** start Extracted material **
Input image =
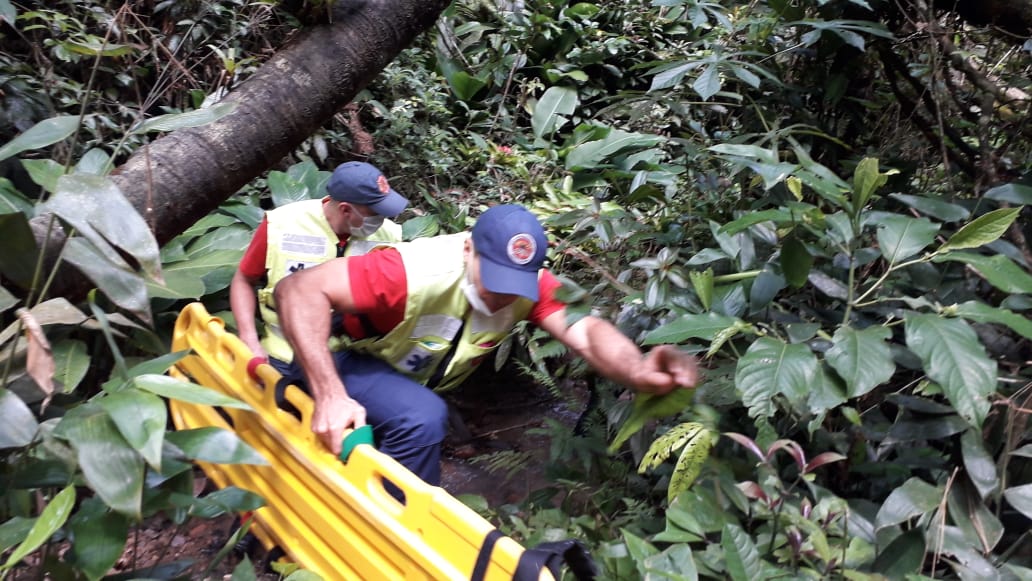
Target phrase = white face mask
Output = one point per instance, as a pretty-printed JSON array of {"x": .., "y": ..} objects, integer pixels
[
  {"x": 369, "y": 225},
  {"x": 473, "y": 296}
]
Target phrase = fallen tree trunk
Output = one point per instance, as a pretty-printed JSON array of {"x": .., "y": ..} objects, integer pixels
[{"x": 182, "y": 176}]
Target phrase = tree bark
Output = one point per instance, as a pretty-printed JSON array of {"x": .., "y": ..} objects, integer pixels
[{"x": 182, "y": 176}]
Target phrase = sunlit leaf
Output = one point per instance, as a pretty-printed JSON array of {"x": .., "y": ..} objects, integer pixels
[
  {"x": 44, "y": 133},
  {"x": 174, "y": 389},
  {"x": 901, "y": 236},
  {"x": 955, "y": 358},
  {"x": 862, "y": 358},
  {"x": 51, "y": 519},
  {"x": 172, "y": 122},
  {"x": 981, "y": 230},
  {"x": 556, "y": 103},
  {"x": 111, "y": 467},
  {"x": 998, "y": 269},
  {"x": 690, "y": 326},
  {"x": 772, "y": 367},
  {"x": 19, "y": 425},
  {"x": 98, "y": 538},
  {"x": 215, "y": 445},
  {"x": 98, "y": 211},
  {"x": 140, "y": 418}
]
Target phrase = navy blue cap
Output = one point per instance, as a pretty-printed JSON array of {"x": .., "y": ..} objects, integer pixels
[
  {"x": 512, "y": 246},
  {"x": 357, "y": 182}
]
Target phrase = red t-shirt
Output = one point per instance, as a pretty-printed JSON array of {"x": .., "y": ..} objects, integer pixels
[
  {"x": 379, "y": 288},
  {"x": 253, "y": 262}
]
** end Extracted material **
### Task goal
Return, word for word, each line from the line that contains "Target phrase = fallen tree trunk" to the end of the listing above; include both end lines and nothing else.

### Answer to the problem
Target phrase = fallen tree trunk
Output = one point per instance, as a pretty-printed JSON array of {"x": .., "y": ..} objects, integer pixels
[{"x": 182, "y": 176}]
Target phrase = tree bark
Output = one point per instance, as a pretty-printed JSON array of {"x": .., "y": ..} objects, integer pixels
[{"x": 182, "y": 176}]
Target phrase = sunlit leaf
Output = one point per instance, as a pretty-printed JSON array of {"x": .., "y": ..} objects, integer pixels
[
  {"x": 44, "y": 133},
  {"x": 174, "y": 389},
  {"x": 901, "y": 236},
  {"x": 955, "y": 358},
  {"x": 862, "y": 358},
  {"x": 51, "y": 519},
  {"x": 172, "y": 122},
  {"x": 981, "y": 230},
  {"x": 556, "y": 103},
  {"x": 111, "y": 467},
  {"x": 998, "y": 269},
  {"x": 690, "y": 326},
  {"x": 772, "y": 367},
  {"x": 19, "y": 425},
  {"x": 98, "y": 538},
  {"x": 215, "y": 445},
  {"x": 98, "y": 211},
  {"x": 140, "y": 418}
]
Target phrase = navy blue cap
Output = one point per instance, as a pretty-printed JSON array of {"x": .., "y": ..} objects, integer pixels
[
  {"x": 512, "y": 246},
  {"x": 357, "y": 182}
]
Target phrase = red t-shirt
Output = one point per instance, as a pretty-printed JSON array of {"x": .., "y": ..} objects, integer pixels
[
  {"x": 379, "y": 288},
  {"x": 253, "y": 262}
]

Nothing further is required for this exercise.